[Opening Data section section]

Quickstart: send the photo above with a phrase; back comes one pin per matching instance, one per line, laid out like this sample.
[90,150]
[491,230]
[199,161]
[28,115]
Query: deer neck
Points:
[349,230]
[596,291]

[Closing Data section section]

[Task instructions] All entries are to be output exactly as they stand.

[Answer to this exercise]
Quickstart: send the photo above with a phrase; back comes one pin per matching instance, one per line, laid out like this sample.
[90,150]
[491,230]
[199,161]
[28,115]
Query: deer neck
Points:
[349,230]
[596,291]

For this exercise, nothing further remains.